» **TASK**: Reproduce all of the material below with every occurrence of "negative clicks" swapped for "exclusion points" and nothing else altered, leaving the pictures out.

(Saved entries)
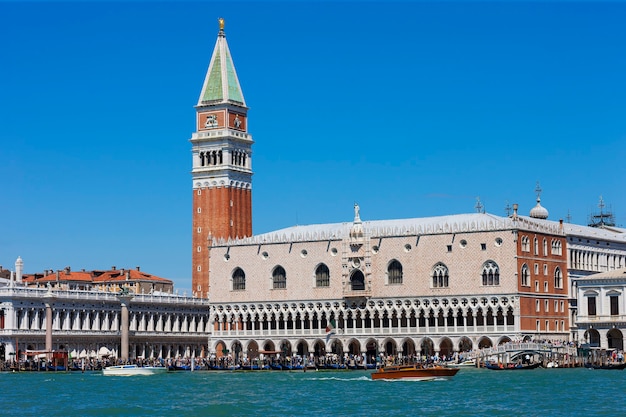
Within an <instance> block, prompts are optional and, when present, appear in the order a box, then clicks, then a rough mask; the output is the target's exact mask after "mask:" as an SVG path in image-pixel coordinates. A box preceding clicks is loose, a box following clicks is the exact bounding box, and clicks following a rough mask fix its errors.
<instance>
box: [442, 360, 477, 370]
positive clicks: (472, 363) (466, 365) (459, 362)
mask: <svg viewBox="0 0 626 417" xmlns="http://www.w3.org/2000/svg"><path fill="white" fill-rule="evenodd" d="M446 366H448V367H450V368H459V367H466V366H473V367H475V366H476V360H474V359H468V360H465V361H462V362H449V363H447V364H446Z"/></svg>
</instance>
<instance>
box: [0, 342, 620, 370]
mask: <svg viewBox="0 0 626 417" xmlns="http://www.w3.org/2000/svg"><path fill="white" fill-rule="evenodd" d="M522 343H539V344H548V345H550V346H552V347H580V345H579V344H578V343H577V342H563V341H559V340H554V341H547V340H526V341H512V342H509V343H507V344H508V345H520V344H522ZM604 355H606V356H604ZM603 356H604V359H605V361H609V362H612V363H623V362H624V352H623V351H622V350H618V349H613V350H609V351H607V352H606V353H603ZM472 358H473V353H472V352H453V353H452V354H451V355H441V356H440V355H439V354H438V353H434V354H432V355H425V354H417V353H416V354H410V355H401V354H399V355H389V354H385V353H383V352H380V353H378V354H375V353H363V354H348V353H344V354H343V355H340V354H335V353H327V354H322V355H315V354H313V353H311V354H308V355H293V356H285V355H283V354H281V353H278V352H271V353H266V354H264V353H260V354H258V356H256V357H253V358H251V357H248V356H247V355H246V354H240V355H238V356H237V357H233V356H232V355H231V354H230V353H229V354H226V355H219V356H218V355H216V354H211V355H210V356H209V357H205V358H174V359H163V358H148V359H144V358H136V359H132V360H129V361H122V360H121V359H118V358H114V357H98V358H80V359H79V358H70V359H69V360H68V361H67V363H61V362H60V361H58V360H54V361H46V360H45V359H40V358H29V359H28V360H22V361H19V362H18V361H15V360H13V361H10V360H9V361H0V371H83V372H84V371H97V370H101V369H102V368H105V367H107V366H112V365H120V364H123V363H133V364H137V365H139V366H163V367H167V368H168V369H169V370H173V371H175V370H192V369H193V370H262V369H271V370H297V369H303V370H306V369H315V370H318V369H373V368H377V367H380V366H391V365H413V364H420V365H434V364H440V365H450V364H455V363H462V362H464V361H466V360H470V359H472ZM585 359H586V360H587V361H588V362H592V360H590V358H585ZM596 359H597V358H596ZM595 362H597V360H595Z"/></svg>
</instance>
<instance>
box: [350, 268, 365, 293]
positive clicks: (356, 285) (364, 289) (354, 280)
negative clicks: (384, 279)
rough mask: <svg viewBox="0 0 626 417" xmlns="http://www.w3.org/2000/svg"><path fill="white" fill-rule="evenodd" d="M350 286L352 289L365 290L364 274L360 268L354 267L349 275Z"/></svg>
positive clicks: (350, 287) (352, 289) (353, 290)
mask: <svg viewBox="0 0 626 417" xmlns="http://www.w3.org/2000/svg"><path fill="white" fill-rule="evenodd" d="M350 288H351V289H352V291H363V290H365V276H364V275H363V272H361V270H360V269H356V270H354V272H353V273H352V276H351V277H350Z"/></svg>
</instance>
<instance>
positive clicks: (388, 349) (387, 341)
mask: <svg viewBox="0 0 626 417" xmlns="http://www.w3.org/2000/svg"><path fill="white" fill-rule="evenodd" d="M384 346H385V355H396V354H397V353H398V348H397V346H396V342H395V341H394V340H393V339H387V340H385V344H384Z"/></svg>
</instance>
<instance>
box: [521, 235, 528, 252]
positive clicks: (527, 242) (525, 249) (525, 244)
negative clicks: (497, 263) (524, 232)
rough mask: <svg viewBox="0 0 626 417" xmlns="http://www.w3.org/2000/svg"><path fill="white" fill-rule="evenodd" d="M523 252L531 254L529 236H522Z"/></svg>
mask: <svg viewBox="0 0 626 417" xmlns="http://www.w3.org/2000/svg"><path fill="white" fill-rule="evenodd" d="M522 252H530V239H529V238H528V236H522Z"/></svg>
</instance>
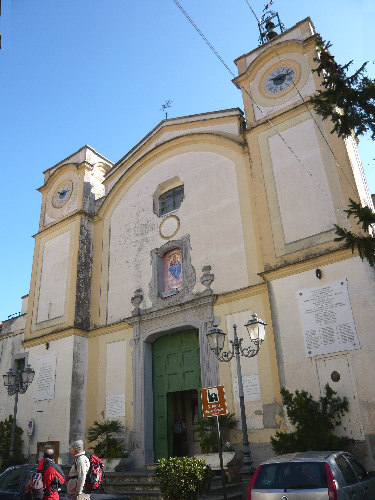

» **SOLUTION**:
Within an <instance> block, prompts are optional and, when present, appear in the order a box, then clicks, then a rough mask; the output is the target's exact mask after "mask:" as an SVG path in image-pixel coordinates. A box preceding clicks is loose, a box following clicks is the exact bounding box, and clicks following a rough mask fix its errors.
<instance>
box: [442, 360, 477, 370]
positive clicks: (472, 363) (466, 365) (459, 362)
mask: <svg viewBox="0 0 626 417" xmlns="http://www.w3.org/2000/svg"><path fill="white" fill-rule="evenodd" d="M446 366H448V367H450V368H459V367H466V366H473V367H475V366H476V360H474V359H468V360H465V361H462V362H449V363H447V364H446Z"/></svg>
</instance>
<instance>
box: [0, 342, 620, 370]
mask: <svg viewBox="0 0 626 417" xmlns="http://www.w3.org/2000/svg"><path fill="white" fill-rule="evenodd" d="M522 343H539V344H548V345H550V346H552V347H580V345H579V344H578V343H577V342H563V341H559V340H554V341H547V340H526V341H512V342H509V343H507V344H508V345H520V344H522ZM604 355H606V356H604ZM603 356H604V359H605V361H609V362H612V363H623V362H624V352H623V351H622V350H618V349H613V350H609V351H607V352H606V353H603ZM472 358H473V353H472V352H453V353H452V354H451V355H441V356H440V355H439V354H438V353H434V354H432V355H425V354H417V353H416V354H410V355H401V354H399V355H389V354H385V353H383V352H380V353H378V354H375V353H363V354H348V353H344V354H343V355H340V354H335V353H327V354H322V355H315V354H313V353H311V354H308V355H293V356H285V355H283V354H281V353H278V352H271V353H266V354H264V353H260V354H258V356H256V357H253V358H251V357H248V356H247V355H246V354H240V355H238V356H237V357H233V356H232V355H231V354H230V353H229V354H226V355H219V356H218V355H216V354H211V355H210V356H209V357H205V358H174V359H163V358H148V359H144V358H136V359H132V360H129V361H122V360H121V359H118V358H114V357H98V358H80V359H79V358H70V359H69V360H68V361H67V363H61V362H60V361H58V360H54V361H46V360H45V359H40V358H29V359H28V360H22V361H19V362H18V361H15V360H13V361H10V360H9V361H0V371H83V372H84V371H97V370H101V369H102V368H105V367H107V366H112V365H120V364H123V363H133V364H137V365H139V366H163V367H167V368H168V369H169V370H173V371H175V370H192V369H193V370H262V369H271V370H297V369H303V370H306V369H315V370H318V369H373V368H377V367H380V366H391V365H413V364H420V365H434V364H440V365H450V364H455V363H462V362H464V361H466V360H470V359H472ZM585 359H586V360H587V361H588V362H592V360H590V358H585ZM596 359H597V358H596ZM595 362H597V360H595Z"/></svg>
</instance>
<instance>
box: [350, 268, 365, 293]
positive clicks: (356, 285) (364, 289) (354, 280)
exclusion points: (384, 279)
rough mask: <svg viewBox="0 0 626 417" xmlns="http://www.w3.org/2000/svg"><path fill="white" fill-rule="evenodd" d="M350 286L352 289L365 290L364 274L360 268L354 267L349 275Z"/></svg>
positive clicks: (350, 287) (352, 289) (353, 290)
mask: <svg viewBox="0 0 626 417" xmlns="http://www.w3.org/2000/svg"><path fill="white" fill-rule="evenodd" d="M350 288H351V289H352V291H363V290H365V276H364V275H363V272H361V270H360V269H356V270H354V272H353V273H352V276H351V277H350Z"/></svg>
</instance>
<instance>
positive clicks: (388, 349) (387, 341)
mask: <svg viewBox="0 0 626 417" xmlns="http://www.w3.org/2000/svg"><path fill="white" fill-rule="evenodd" d="M384 346H385V355H396V354H397V353H398V348H397V346H396V342H395V341H394V340H393V339H387V340H385V344H384Z"/></svg>
</instance>
<instance>
box: [521, 235, 528, 252]
positive clicks: (527, 242) (525, 249) (525, 244)
exclusion points: (497, 263) (524, 232)
rough mask: <svg viewBox="0 0 626 417" xmlns="http://www.w3.org/2000/svg"><path fill="white" fill-rule="evenodd" d="M523 252L531 254L529 236H522Z"/></svg>
mask: <svg viewBox="0 0 626 417" xmlns="http://www.w3.org/2000/svg"><path fill="white" fill-rule="evenodd" d="M522 252H530V239H529V238H528V236H522Z"/></svg>
</instance>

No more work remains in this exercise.